(Entries on locating named things)
•••
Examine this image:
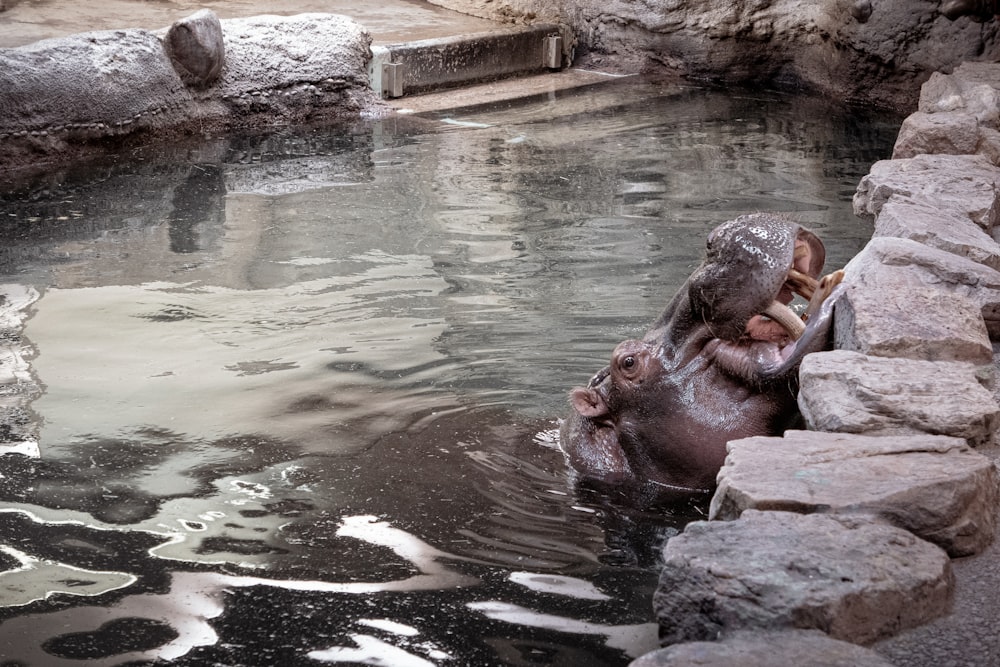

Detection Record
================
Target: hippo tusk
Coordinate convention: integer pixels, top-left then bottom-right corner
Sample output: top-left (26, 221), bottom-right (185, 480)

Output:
top-left (785, 268), bottom-right (819, 300)
top-left (803, 269), bottom-right (844, 320)
top-left (763, 301), bottom-right (806, 340)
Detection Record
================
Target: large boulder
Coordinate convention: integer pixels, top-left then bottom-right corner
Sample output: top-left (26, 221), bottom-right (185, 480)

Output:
top-left (629, 630), bottom-right (892, 667)
top-left (653, 510), bottom-right (954, 645)
top-left (709, 431), bottom-right (1000, 556)
top-left (874, 195), bottom-right (1000, 270)
top-left (854, 155), bottom-right (1000, 230)
top-left (834, 237), bottom-right (1000, 354)
top-left (799, 350), bottom-right (1000, 447)
top-left (892, 62), bottom-right (1000, 164)
top-left (0, 11), bottom-right (378, 171)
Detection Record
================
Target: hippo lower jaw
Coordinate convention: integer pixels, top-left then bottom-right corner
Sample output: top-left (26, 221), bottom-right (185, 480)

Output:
top-left (746, 268), bottom-right (844, 342)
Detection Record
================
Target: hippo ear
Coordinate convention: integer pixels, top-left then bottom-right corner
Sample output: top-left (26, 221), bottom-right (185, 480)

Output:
top-left (569, 387), bottom-right (608, 417)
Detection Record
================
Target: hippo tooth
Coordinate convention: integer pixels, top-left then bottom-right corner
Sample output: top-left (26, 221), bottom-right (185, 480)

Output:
top-left (805, 269), bottom-right (844, 320)
top-left (787, 268), bottom-right (819, 299)
top-left (763, 301), bottom-right (806, 340)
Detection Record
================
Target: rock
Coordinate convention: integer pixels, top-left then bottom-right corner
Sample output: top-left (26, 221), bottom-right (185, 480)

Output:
top-left (163, 9), bottom-right (226, 87)
top-left (653, 510), bottom-right (954, 645)
top-left (874, 195), bottom-right (1000, 270)
top-left (834, 237), bottom-right (1000, 364)
top-left (0, 284), bottom-right (42, 457)
top-left (854, 155), bottom-right (1000, 231)
top-left (709, 431), bottom-right (1000, 557)
top-left (892, 111), bottom-right (979, 160)
top-left (0, 13), bottom-right (379, 171)
top-left (629, 630), bottom-right (892, 667)
top-left (799, 350), bottom-right (1000, 447)
top-left (917, 61), bottom-right (1000, 124)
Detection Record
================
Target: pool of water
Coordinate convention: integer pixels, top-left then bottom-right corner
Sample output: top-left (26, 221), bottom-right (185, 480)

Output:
top-left (0, 79), bottom-right (898, 667)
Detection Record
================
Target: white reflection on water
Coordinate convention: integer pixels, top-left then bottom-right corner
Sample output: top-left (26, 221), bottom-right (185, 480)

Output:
top-left (25, 250), bottom-right (451, 460)
top-left (467, 601), bottom-right (659, 658)
top-left (0, 509), bottom-right (479, 667)
top-left (308, 634), bottom-right (435, 667)
top-left (507, 572), bottom-right (611, 600)
top-left (0, 544), bottom-right (136, 607)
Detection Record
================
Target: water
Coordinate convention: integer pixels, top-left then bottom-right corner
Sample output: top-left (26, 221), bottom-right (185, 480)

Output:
top-left (0, 80), bottom-right (898, 667)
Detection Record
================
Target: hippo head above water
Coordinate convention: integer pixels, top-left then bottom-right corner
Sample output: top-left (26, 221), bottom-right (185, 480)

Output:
top-left (560, 214), bottom-right (843, 491)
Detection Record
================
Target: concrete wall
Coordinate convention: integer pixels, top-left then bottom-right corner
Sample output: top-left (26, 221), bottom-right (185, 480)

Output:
top-left (429, 0), bottom-right (1000, 110)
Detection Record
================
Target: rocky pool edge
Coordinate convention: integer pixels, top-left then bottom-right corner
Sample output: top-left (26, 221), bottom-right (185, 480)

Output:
top-left (631, 63), bottom-right (1000, 667)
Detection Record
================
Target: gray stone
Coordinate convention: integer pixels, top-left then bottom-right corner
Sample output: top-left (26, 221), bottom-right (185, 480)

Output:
top-left (917, 61), bottom-right (1000, 129)
top-left (0, 284), bottom-right (42, 457)
top-left (892, 111), bottom-right (979, 160)
top-left (163, 9), bottom-right (226, 86)
top-left (709, 431), bottom-right (1000, 557)
top-left (875, 195), bottom-right (1000, 270)
top-left (0, 14), bottom-right (379, 171)
top-left (629, 630), bottom-right (892, 667)
top-left (854, 155), bottom-right (1000, 231)
top-left (653, 510), bottom-right (954, 645)
top-left (834, 237), bottom-right (1000, 364)
top-left (799, 350), bottom-right (1000, 447)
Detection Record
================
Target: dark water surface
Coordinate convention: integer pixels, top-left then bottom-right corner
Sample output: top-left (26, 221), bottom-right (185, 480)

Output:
top-left (0, 81), bottom-right (898, 667)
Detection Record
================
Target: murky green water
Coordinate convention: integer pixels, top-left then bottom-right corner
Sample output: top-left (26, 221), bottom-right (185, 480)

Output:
top-left (0, 81), bottom-right (898, 666)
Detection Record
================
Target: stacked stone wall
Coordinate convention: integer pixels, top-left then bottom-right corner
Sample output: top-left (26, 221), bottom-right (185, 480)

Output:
top-left (633, 64), bottom-right (1000, 667)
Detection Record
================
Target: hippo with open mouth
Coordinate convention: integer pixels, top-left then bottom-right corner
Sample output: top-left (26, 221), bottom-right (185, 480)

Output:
top-left (560, 213), bottom-right (844, 492)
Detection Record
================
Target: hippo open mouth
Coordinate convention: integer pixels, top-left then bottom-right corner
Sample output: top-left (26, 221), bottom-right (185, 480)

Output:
top-left (560, 213), bottom-right (846, 491)
top-left (746, 265), bottom-right (844, 345)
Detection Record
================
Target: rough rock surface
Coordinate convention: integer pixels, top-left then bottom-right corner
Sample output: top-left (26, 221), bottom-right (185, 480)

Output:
top-left (431, 0), bottom-right (1000, 108)
top-left (854, 155), bottom-right (1000, 230)
top-left (799, 350), bottom-right (1000, 447)
top-left (0, 14), bottom-right (377, 175)
top-left (834, 237), bottom-right (1000, 364)
top-left (874, 195), bottom-right (1000, 270)
top-left (892, 62), bottom-right (1000, 164)
top-left (629, 630), bottom-right (892, 667)
top-left (653, 510), bottom-right (953, 645)
top-left (709, 431), bottom-right (1000, 557)
top-left (163, 9), bottom-right (226, 86)
top-left (0, 284), bottom-right (42, 456)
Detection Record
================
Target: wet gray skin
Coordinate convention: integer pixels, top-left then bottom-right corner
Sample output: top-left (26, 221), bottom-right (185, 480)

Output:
top-left (560, 213), bottom-right (842, 493)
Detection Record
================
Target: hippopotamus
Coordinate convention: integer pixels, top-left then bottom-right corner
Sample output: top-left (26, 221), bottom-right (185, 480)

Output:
top-left (560, 213), bottom-right (844, 492)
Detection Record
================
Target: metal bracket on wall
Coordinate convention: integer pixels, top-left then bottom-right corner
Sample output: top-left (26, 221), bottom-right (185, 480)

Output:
top-left (368, 46), bottom-right (403, 99)
top-left (542, 35), bottom-right (562, 69)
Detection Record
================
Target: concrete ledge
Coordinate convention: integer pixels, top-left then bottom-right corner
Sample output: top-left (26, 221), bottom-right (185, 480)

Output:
top-left (636, 63), bottom-right (1000, 666)
top-left (368, 24), bottom-right (569, 98)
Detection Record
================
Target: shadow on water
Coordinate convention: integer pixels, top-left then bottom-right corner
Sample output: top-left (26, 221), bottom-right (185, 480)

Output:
top-left (0, 81), bottom-right (897, 666)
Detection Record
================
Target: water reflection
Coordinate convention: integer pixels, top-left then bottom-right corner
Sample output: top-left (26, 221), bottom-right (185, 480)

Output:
top-left (0, 77), bottom-right (896, 665)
•••
GOAL OF THE EXERCISE —
Rewrite the entries, from the first line through the line with "top-left (803, 269), bottom-right (844, 320)", as a JSON list of strings with one string per line and blank lines omitted. Leave the pictures out of the list.

ANSWER IN FULL —
[
  "Examine this image:",
  "Detection Record",
  "================",
  "Target: hippo tusk",
  "Coordinate convention: integer pixels, top-left then bottom-right corner",
  "Sample output: top-left (26, 221), bottom-right (185, 480)",
  "Output:",
  "top-left (785, 268), bottom-right (819, 300)",
  "top-left (803, 269), bottom-right (844, 320)"
]